▶ **TASK BRIEF**
Every entry below should be printed exactly, without its images.

▶ **Extracted data entries**
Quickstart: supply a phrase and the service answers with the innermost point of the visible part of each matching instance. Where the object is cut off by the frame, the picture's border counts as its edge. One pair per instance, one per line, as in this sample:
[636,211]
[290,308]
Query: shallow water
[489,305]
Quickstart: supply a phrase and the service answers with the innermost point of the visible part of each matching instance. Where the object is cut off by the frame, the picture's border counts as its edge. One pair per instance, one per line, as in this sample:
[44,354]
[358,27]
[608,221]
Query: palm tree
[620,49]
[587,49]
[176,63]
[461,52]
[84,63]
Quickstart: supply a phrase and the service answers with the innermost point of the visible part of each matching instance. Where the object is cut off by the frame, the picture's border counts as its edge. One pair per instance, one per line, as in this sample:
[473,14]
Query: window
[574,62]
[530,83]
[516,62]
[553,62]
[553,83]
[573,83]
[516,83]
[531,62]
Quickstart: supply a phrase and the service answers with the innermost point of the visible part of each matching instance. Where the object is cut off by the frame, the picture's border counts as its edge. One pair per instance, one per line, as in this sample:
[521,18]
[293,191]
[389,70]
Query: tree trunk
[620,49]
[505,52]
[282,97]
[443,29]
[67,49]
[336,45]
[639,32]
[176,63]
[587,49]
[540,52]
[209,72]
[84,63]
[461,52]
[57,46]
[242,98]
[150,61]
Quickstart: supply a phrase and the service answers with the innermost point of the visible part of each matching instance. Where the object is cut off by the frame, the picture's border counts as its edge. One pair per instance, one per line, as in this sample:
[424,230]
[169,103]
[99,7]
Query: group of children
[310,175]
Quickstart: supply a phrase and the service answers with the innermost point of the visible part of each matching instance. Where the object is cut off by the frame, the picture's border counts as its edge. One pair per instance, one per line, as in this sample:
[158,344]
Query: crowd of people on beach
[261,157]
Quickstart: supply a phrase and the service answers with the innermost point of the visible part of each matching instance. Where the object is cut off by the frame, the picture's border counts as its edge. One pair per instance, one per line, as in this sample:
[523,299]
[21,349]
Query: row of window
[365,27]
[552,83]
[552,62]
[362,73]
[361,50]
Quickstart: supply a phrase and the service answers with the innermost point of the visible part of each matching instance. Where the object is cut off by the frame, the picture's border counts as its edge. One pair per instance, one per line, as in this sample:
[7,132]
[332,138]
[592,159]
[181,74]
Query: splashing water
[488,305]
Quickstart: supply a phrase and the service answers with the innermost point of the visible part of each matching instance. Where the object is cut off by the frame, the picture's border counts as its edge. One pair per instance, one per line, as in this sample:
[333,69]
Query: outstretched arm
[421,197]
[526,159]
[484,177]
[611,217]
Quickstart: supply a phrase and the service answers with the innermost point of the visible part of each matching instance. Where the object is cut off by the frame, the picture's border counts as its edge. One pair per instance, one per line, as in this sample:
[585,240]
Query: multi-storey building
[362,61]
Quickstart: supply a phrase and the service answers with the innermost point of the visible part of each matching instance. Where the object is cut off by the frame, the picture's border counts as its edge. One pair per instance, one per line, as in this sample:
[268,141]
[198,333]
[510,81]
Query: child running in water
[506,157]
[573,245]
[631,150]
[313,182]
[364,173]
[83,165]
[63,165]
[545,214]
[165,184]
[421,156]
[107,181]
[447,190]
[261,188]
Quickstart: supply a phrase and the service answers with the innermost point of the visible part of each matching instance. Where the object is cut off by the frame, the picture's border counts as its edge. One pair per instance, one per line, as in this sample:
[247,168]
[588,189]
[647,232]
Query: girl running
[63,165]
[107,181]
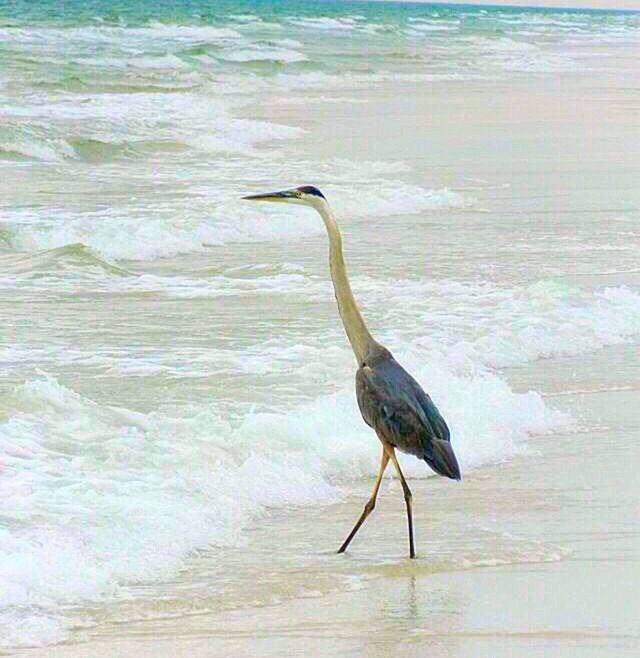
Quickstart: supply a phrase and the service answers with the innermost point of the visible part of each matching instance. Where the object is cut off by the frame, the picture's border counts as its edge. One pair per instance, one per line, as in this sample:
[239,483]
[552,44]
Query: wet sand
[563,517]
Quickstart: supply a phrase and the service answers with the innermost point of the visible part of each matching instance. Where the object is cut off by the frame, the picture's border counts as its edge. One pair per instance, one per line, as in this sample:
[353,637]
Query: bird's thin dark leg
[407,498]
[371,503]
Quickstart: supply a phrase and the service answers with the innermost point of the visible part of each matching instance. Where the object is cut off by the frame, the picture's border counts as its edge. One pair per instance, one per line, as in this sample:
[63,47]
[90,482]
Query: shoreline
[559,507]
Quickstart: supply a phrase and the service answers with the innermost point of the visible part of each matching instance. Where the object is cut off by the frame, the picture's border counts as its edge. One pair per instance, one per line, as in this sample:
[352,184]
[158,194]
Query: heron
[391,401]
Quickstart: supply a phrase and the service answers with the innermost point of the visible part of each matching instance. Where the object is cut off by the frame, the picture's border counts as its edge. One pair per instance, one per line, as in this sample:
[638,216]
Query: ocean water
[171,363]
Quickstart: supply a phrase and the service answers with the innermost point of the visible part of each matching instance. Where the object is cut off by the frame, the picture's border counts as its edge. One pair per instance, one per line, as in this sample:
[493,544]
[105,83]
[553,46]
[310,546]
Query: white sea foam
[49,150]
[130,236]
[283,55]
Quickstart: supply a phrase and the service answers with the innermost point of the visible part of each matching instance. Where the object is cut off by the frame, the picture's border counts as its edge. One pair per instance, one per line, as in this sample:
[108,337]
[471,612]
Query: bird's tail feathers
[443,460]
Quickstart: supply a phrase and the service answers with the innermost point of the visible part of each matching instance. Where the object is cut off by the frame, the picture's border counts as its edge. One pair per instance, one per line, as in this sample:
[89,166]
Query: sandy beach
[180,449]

▶ **ANSWER TO THE EXERCISE**
Quickstart: supply a phrase and the service answers with the innermost point of the visible part of each matching instance. Where the object is cut off by the frame, the picture's border counts as its edge. One pair per instance, one per line, as in this sample:
[636,211]
[290,308]
Query: shallow water
[489,305]
Quickstart: supply a phrase and the service answers with the innermost point of the visible part of each matching instance. Where the object is cut off by the frame, the picture's border counts as its edge. One pair per instance, one per line, as in this sample:
[44,354]
[358,27]
[608,221]
Query: palm tree
[620,49]
[587,49]
[176,63]
[461,52]
[84,63]
Quickstart: supply a phrase and the service answers with the innermost point of the visible part of each matching instance. Where the object is cut off by the frame, the picture's border counts as its edge. One pair per instance, one per line, as in this sample:
[473,14]
Query: window
[574,62]
[530,83]
[516,62]
[553,62]
[553,83]
[573,83]
[516,83]
[531,62]
Quickstart: supply a phrase and the service answers with the innermost point of the visible part of each matching instance. Where the object is cut off by the frame, the picture's border counts as its edge. One pair per instance, one per line, as in this sample:
[521,18]
[293,191]
[389,70]
Query: tree trunk
[620,49]
[505,52]
[282,97]
[443,29]
[67,49]
[336,45]
[639,32]
[176,63]
[587,49]
[540,52]
[209,72]
[84,63]
[461,52]
[57,46]
[242,98]
[150,61]
Quickstart: supply a phrase and the service answers with the innermost point of the visible part of each matching instance. Where the object is cut off by the frame, the picture's border counts as its edge. One pair per instance, one per line, as in this sample:
[424,230]
[169,103]
[99,7]
Query: group of children
[310,175]
Quickstart: supply a phrase and the service answers with the innermost point of the visible part of each matching instance. Where the object is cut off by the frame, the picture's border counts as its edge. One pair per instance, one per line, as in this sample:
[158,344]
Query: crowd of people on beach
[261,157]
Quickstart: supply a phrase and the service answers with the innermost point of the visible part of each matching instance. Where the object is cut off by the frame, the picture's border counts as its edge. One pair per instance, one per line, as in this sample:
[523,299]
[21,349]
Query: row of window
[365,27]
[552,83]
[552,62]
[362,73]
[361,50]
Quickstart: supply a phrase and the service answers with the innermost point of the visible part of each matching instance. Where the object is cut off by the frame, the picture's border counts as its edge. One pair per instance, one per line, as in this sample:
[7,132]
[332,138]
[592,159]
[181,74]
Query: splashing water
[488,305]
Quickstart: supply a phrase and the service answers with the innermost point of the visible part of each matching instance. Where the object is cut off by the frame, the picture's border counts as its edge. One pair per instance, one per line, as in this sample:
[333,69]
Query: outstretched arm
[421,197]
[526,159]
[484,177]
[611,217]
Quickstart: supply a phrase and the service answers with the innermost point of the visible part of each matching instance. Where the object is cut off by the frame, the picture's border counts as its edge. One pair per instance, one per line, as in this sample:
[585,240]
Query: multi-storey building
[362,61]
Quickstart: supply a phrase and the service answers with the innermost point of the visible part of each matching instance. Where the object is cut off by the frame, the picture's border counts as its edge. One pair per instance, one per line, as in this sample:
[268,141]
[198,333]
[510,81]
Query: child running in water
[506,157]
[573,245]
[631,150]
[313,182]
[364,173]
[83,165]
[63,165]
[545,214]
[165,184]
[421,156]
[107,181]
[447,190]
[261,188]
Quickstart: supply a phrase and the service answers with the innermost point of the visible part of each matching instance. Where the object is cut off by the frame, the picture's border counts as its edge. One pair per instance, one per line, as in this sample:
[247,168]
[588,189]
[647,232]
Query: girl running
[63,165]
[107,181]
Quickstart: supply a phrase and the service answers with the innermost point of the visible part of each matching instance. Where the object is cut off by the frame, the picture's border counts as its edge. One pair per instance, one per line, as in this sample:
[239,483]
[552,44]
Query: wet sand
[563,517]
Quickstart: supply a phrase and the service answers with the innermost point of the visible part of each matching instance. Where the object is cut off by the frame, the picture's border counts as its edge. One pair per instance, one per line, as in this sample:
[353,637]
Query: bird's thin dark leg
[407,498]
[371,503]
Quickstart: supply a phrase and the service answers with the innermost point of the visible part of each matching instance. Where the object is cut off by the frame, the picture's border counts as its edge. One pair per instance, one per line, as in this sample:
[63,47]
[90,482]
Query: shoreline
[559,507]
Quickstart: supply a phrase and the service answers with the innermost point of the visible part of each matching instance. Where the object is cut off by the frame, the picture's border counts as its edge. One pair per instance, one per line, as in this sample:
[352,184]
[158,194]
Query: heron
[391,401]
Quickstart: supply a phrase and the service answers with the innermost point of the visible part of each matching instance. Where the object is cut off by the frame, the picture's border counts as its edge. One pair per instance, one per line, as in this sample:
[638,216]
Query: ocean water
[171,363]
Quickstart: supply a phrase and the service answers with the innermost point of the visible part of each matching instance. Where the object is cut off by the frame, the picture's border counts as its edge. One pair per instance, one per line, as in this sample:
[493,544]
[105,83]
[553,46]
[310,546]
Query: white sea foam
[49,150]
[130,236]
[283,55]
Quickstart: supply a phrase and the service answers with the innermost point of the visible part of each matching instance. Where the object is cut off by the frame, the picture's border counts as its edge. One pair per instance, one per line, as in this sample:
[108,337]
[471,612]
Query: bird's tail feathers
[443,460]
Quickstart: supply a phrase and the service answers with the innermost point of the visible part of each matching instance. Where the object is cut off by the frame, the picture's border counts as its edge. One pair per instance, one per line, as in this sample:
[89,166]
Query: sandy beach
[180,449]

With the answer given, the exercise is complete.